* begin Given entries *
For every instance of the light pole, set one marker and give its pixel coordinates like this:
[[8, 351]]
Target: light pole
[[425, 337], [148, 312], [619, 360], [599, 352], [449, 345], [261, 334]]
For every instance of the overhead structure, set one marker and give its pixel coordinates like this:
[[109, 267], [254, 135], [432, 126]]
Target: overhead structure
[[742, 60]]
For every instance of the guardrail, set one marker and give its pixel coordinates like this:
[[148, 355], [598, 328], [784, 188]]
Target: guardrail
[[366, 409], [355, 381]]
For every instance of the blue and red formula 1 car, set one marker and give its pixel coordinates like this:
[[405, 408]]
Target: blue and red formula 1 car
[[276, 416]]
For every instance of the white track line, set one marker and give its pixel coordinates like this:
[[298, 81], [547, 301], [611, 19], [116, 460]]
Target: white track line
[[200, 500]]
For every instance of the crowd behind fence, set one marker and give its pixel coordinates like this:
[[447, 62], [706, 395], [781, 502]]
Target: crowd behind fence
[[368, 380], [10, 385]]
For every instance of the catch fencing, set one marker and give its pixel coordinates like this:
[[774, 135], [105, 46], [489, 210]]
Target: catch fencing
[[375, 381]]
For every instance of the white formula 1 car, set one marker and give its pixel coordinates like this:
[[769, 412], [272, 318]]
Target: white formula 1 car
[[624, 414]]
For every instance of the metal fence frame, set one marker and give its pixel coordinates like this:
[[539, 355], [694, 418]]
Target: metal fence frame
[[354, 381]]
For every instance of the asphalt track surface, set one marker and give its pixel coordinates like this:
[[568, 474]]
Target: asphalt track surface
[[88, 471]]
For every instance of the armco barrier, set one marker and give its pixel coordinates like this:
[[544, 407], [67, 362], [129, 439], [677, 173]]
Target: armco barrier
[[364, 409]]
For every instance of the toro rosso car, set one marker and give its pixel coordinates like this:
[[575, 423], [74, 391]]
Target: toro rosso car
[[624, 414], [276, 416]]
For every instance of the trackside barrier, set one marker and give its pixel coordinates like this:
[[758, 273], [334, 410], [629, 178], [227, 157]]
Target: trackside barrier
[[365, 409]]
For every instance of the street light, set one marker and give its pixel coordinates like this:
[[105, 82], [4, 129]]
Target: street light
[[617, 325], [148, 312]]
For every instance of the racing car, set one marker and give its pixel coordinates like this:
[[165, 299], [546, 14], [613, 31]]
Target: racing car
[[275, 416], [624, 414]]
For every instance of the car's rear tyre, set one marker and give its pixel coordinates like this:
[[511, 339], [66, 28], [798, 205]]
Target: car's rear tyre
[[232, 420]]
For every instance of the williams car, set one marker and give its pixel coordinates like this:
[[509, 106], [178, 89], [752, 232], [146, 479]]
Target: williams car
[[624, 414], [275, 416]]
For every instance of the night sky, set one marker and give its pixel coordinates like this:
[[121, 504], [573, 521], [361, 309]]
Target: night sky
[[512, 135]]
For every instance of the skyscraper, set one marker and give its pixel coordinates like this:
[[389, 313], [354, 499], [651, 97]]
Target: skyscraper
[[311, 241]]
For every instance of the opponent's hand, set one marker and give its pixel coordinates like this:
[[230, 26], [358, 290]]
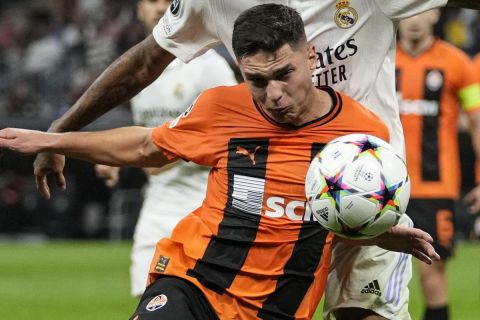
* end Given entries *
* **What to do**
Rewrite the material above, changing every "set one marker" to "place a single point" and keeping everything else the same. Leave the pictures out.

* **Result of the exercise**
For every instance of the light pole, place a single point and give its pixel coordinates like this:
[[8, 351]]
Target: light pole
[[425, 337], [148, 312], [619, 360], [599, 352], [449, 345], [261, 334]]
For every instance of the overhead structure, place a single point and give its pixel coordinates like this:
[[109, 267], [254, 135], [432, 126]]
Target: overhead structure
[[742, 60]]
For every instance of the guardrail, place a single point and give its pixel coordinates like this:
[[148, 355], [598, 328], [784, 188]]
Target: guardrail
[[366, 409], [355, 381]]
For every instance of the blue and red formula 1 car, place a single point and give its pixel coordinates like this:
[[405, 408]]
Target: blue and red formula 1 car
[[276, 416]]
For every instance of the white track line, place a single point and give its pixel coordinates like this:
[[298, 81], [547, 301], [611, 19], [116, 460]]
Target: white track line
[[200, 500]]
For every instance of the crowd behind fence, place a single point and give its pixel coordinates like this:
[[447, 62], [706, 395], [781, 502]]
Target: crowd behind fence
[[368, 380], [10, 385]]
For every instance of the catch fencing, place a single point and give its pixel coordinates like this:
[[774, 135], [105, 46], [489, 210]]
Target: catch fencing
[[375, 381]]
For every instance of the white formula 1 car, place a single point and give its pixel coordinates like this:
[[769, 412], [272, 318]]
Target: white formula 1 car
[[624, 414]]
For every instance of the metal fence frame, place a single point and give its pixel coordinates like this:
[[539, 355], [694, 418]]
Target: metal fence frame
[[354, 381]]
For every instance of the asphalt track surface, place a single point and give its pixel coordinates like this:
[[568, 474]]
Target: asphalt track surface
[[88, 471]]
For every instance of the armco barrier, place a single point and give its pixel coordinates like this:
[[544, 407], [67, 362], [129, 439], [677, 173]]
Target: armco barrier
[[364, 409]]
For every instance of the toro rosso car, place a single point and give its pixel coordinates like this:
[[575, 423], [74, 391]]
Target: toro rosso car
[[624, 414], [276, 416]]
For every instance of the trackside barrier, place a single point and give its pixel coordinates like this:
[[758, 273], [334, 410], [629, 178], [227, 157]]
Target: trackside barrier
[[365, 409]]
For every instance of the street light, place a single point and give its pixel coordinates like this:
[[105, 82], [4, 129]]
Target: street light
[[617, 325], [148, 312]]
For every instance of the racing car, place a single point and give its pixel coordinates like this:
[[165, 299], [546, 14], [613, 31]]
Target: racing car
[[275, 416], [624, 414]]
For every instance of the car's rear tyre, place a single point and give its pixel coordinates like this:
[[511, 339], [66, 28], [798, 205]]
Target: car's rear tyre
[[232, 420]]
For every instance of the williams car, place a single point and give its pixel coordinates like this:
[[509, 106], [178, 89], [752, 232], [146, 479]]
Target: williams car
[[624, 414], [275, 416]]
For every instance of the night sky, place a single point and give its pixel coordinates like this:
[[121, 504], [573, 521], [361, 309]]
Target: night sky
[[512, 135]]
For every instance of the skyscraper, place a single point and give its pixel coordinates like this:
[[389, 313], [354, 499], [651, 97]]
Target: skyscraper
[[311, 241]]
For every instance of the opponent's hand, place a single point and give its pixel coordinates like this:
[[230, 26], [358, 290]]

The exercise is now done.